Entries from a dataset:
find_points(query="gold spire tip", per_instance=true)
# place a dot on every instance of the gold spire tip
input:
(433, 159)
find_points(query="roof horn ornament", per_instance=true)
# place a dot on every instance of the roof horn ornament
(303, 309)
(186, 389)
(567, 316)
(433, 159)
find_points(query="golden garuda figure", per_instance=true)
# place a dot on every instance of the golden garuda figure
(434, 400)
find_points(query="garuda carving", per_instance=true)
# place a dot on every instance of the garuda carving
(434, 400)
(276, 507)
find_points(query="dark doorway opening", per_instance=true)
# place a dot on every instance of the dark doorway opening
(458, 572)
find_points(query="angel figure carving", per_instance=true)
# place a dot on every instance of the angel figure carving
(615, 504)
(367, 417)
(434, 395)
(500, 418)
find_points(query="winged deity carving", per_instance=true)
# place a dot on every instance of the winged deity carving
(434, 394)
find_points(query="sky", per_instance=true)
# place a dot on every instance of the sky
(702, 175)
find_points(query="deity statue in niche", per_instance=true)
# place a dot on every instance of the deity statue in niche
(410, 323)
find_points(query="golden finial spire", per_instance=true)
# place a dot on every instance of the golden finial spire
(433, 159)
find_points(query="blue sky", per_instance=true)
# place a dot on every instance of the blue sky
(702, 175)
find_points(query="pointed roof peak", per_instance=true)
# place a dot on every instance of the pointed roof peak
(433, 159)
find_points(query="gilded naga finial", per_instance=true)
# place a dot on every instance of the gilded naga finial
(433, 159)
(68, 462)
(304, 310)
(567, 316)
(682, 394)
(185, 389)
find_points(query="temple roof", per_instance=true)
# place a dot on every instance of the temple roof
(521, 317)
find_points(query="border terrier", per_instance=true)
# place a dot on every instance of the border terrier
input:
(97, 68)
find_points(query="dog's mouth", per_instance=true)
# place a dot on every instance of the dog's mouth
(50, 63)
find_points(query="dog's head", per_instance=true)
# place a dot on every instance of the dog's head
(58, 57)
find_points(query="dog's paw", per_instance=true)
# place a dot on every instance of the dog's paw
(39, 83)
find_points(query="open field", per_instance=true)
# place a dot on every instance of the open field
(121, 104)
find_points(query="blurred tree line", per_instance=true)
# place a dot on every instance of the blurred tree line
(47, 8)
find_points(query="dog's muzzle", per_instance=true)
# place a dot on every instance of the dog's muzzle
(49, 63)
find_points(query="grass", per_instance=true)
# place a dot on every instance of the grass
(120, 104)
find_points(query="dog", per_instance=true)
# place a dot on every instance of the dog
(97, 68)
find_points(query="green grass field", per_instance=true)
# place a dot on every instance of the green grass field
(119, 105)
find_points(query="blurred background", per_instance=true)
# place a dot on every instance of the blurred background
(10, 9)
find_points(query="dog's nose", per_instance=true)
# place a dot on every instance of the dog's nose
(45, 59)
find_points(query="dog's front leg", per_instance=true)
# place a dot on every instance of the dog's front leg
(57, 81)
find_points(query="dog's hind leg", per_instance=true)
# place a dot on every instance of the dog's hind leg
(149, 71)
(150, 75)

SET EXERCISE:
Return all of the entries exactly as they were supplied.

THE ANSWER:
find_points(query="gold spire tip", per_instance=true)
# place a dot on every instance of the gold spire tip
input:
(433, 159)
find_points(query="roof horn ornament", per_instance=true)
# place a dot on every instance of the roof horn ornament
(303, 309)
(186, 389)
(567, 316)
(433, 159)
find_points(query="golden garuda figure", per_instance=true)
# place a dot on every instance of the golden garuda figure
(434, 400)
find_points(query="garuda carving", per_instance=true)
# place a dot on every instance of the garuda carving
(434, 400)
(276, 507)
find_points(query="dark doorway opening", per_instance=true)
# place a dot on every instance of the dark doorway opening
(458, 572)
find_points(query="angel figure carving", per_instance=true)
# place a dot on every instance of the angel figure carving
(615, 504)
(367, 417)
(434, 395)
(500, 418)
find_points(query="winged deity carving", per_instance=true)
# place a dot on every instance of the winged deity carving
(434, 394)
find_points(query="sky", per_instance=true)
# place a dot on every instance of the sky
(702, 175)
find_points(query="deity statue in niche", per_instance=true)
# place a dot on every instance of the deity statue in niche
(410, 323)
find_points(query="golden finial spire", per_instance=true)
# place a dot on every instance of the golden finial spire
(433, 159)
find_points(query="blue sky", per_instance=true)
# place a dot on every instance of the blue sky
(702, 175)
find_points(query="pointed roof peak", per_instance=true)
# place a dot on every instance of the pointed roof peak
(433, 159)
find_points(query="gilded naga finial", per_instance=true)
# place a dot on every instance of the gilded naga finial
(433, 159)
(68, 462)
(304, 310)
(567, 316)
(682, 394)
(185, 389)
find_points(query="temple roof", per_instance=true)
# place a dot on every instance of the temple roof
(521, 317)
find_points(query="border terrier", per_instance=true)
# place a dot on every instance of the border terrier
input:
(97, 68)
find_points(query="dog's mouth", per_instance=true)
# place a dot on every instance of the dog's mouth
(50, 63)
find_points(query="dog's head", per_instance=true)
# place a dot on every instance of the dog's head
(58, 57)
find_points(query="dog's paw", per_instance=true)
# place a dot on every instance of the dog's paw
(39, 83)
find_points(query="open field", per_instance=true)
# place a dot on every instance of the open field
(121, 104)
find_points(query="blurred tree line", per_instance=true)
# place a dot on every instance of the blurred tree line
(47, 8)
find_points(query="dog's muzzle", per_instance=true)
# place a dot on every instance of the dog's muzzle
(49, 63)
find_points(query="grass", per_instance=true)
# place a dot on every instance of the grass
(120, 104)
find_points(query="dog", per_instance=true)
# place a dot on every instance of the dog
(97, 68)
find_points(query="green grass field", per_instance=true)
# place a dot on every instance of the green grass field
(119, 105)
find_points(query="blurred background", per_instance=true)
# place a dot on every instance of the blurred background
(10, 9)
find_points(query="dog's nose", per_instance=true)
# place a dot on every instance of the dog's nose
(45, 59)
find_points(query="dog's front leg", per_instance=true)
# place a dot on every instance of the dog's front leg
(57, 81)
find_points(query="dog's hind leg", per_instance=true)
# place a dot on every instance of the dog's hind leg
(149, 71)
(150, 75)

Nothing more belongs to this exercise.